Exercício breve: Traduza para o inglês esta frase do trecho sobre tráfico de pessoas: “Para que uma pessoa seja considerada como traficada, não há necessidade de ter sido transportada ou deslocada, basta que seja recrutada, acolhida ou alojada para fins de exploração.”

Trecho para leitura:
Mão de obra escrava é uma das principais
finalidades do tráfico de pessoas
De acordo com o
Protocolo de Palermo – acordo internacional firmado no ano de 2000 e ratificado
pelo Brasil em 2004 e internalizado no Artigo 149A do Código Penal brasileiro
–, o tráfico de pessoas é definido como “o agenciamento, o aliciamento, o
recrutamento, o transporte, a transferência, a compra, o alojamento ou o
acolhimento de uma pessoa, recorrendo à grave ameaça, violência, coação, fraude
ou abuso, e tendo como finalidade: submetê-la a trabalho em condições análogas
à de escravo ou a qualquer tipo de servidão, ou à exploração sexual, ou à
adoção ilegal, ou à remoção de órgãos ou partes do corpo”.
“Muitas vezes, o
fazendeiro diz e promete Deus e os céus para cada um de nós, mas aí se torna um
ato escravo, como já aconteceu comigo mesmo”, revela Francisco Batista,
camponês submetido à condição de escravizado no Maranhão. A fala faz parte do
relato feito por ele no lançamento da publicação anual da CPT “Conflitos no Campo Brasil 2023”, que ocorreu
em Brasília, em abril deste ano. A história de Francisco ilustra muitos outros
casos, onde há o processo de migração em busca de trabalho, baseado em falsas
promessas por aliciadores que garantem
salário e carteira assinada.
Segundo o programa
“Escravo, nem pensar!”, coordenado pela ONG Repórter Brasil, “o tráfico de
pessoas sempre tem como finalidade a exploração. Em muitos casos, as vítimas
são submetidas a condições indignas de trabalho, como nos casos de trabalho
escravo contemporâneo e em situações de exploração sexual”. Para que uma pessoa
seja considerada como traficada, não há necessidade de ter sido transportada ou
deslocada, basta que seja recrutada, acolhida ou alojada para fins de
exploração.

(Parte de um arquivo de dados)
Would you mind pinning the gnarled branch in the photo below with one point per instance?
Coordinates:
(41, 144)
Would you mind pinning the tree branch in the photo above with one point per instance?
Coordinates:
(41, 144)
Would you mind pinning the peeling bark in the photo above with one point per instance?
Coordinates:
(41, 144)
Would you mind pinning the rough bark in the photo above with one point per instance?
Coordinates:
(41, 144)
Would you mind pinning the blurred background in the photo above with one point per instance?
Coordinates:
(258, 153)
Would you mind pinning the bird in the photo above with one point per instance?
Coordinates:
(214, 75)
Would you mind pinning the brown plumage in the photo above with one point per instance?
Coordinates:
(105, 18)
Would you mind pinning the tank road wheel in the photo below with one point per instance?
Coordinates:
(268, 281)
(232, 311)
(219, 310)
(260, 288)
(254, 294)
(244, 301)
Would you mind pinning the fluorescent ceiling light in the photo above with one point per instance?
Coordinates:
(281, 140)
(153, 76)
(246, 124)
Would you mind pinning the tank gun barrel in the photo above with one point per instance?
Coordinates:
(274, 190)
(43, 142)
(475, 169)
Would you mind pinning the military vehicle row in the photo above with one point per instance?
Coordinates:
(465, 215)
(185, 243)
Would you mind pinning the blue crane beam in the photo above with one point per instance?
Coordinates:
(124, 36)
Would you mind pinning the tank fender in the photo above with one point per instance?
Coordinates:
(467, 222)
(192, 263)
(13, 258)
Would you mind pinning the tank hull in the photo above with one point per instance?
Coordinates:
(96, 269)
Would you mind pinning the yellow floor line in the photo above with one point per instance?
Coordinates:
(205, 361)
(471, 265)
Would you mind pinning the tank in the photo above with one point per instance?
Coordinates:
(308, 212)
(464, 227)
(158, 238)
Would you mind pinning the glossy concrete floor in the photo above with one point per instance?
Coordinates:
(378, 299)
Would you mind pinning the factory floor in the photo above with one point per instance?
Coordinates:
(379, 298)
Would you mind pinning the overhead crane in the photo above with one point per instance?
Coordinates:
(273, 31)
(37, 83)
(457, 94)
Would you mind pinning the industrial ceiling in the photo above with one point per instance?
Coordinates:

Resposta correta: For a person to be considered trafficked, there is no need for them to have been transported or moved; it is enough that they be recruited, received, or lodged for the purpose of exploitation.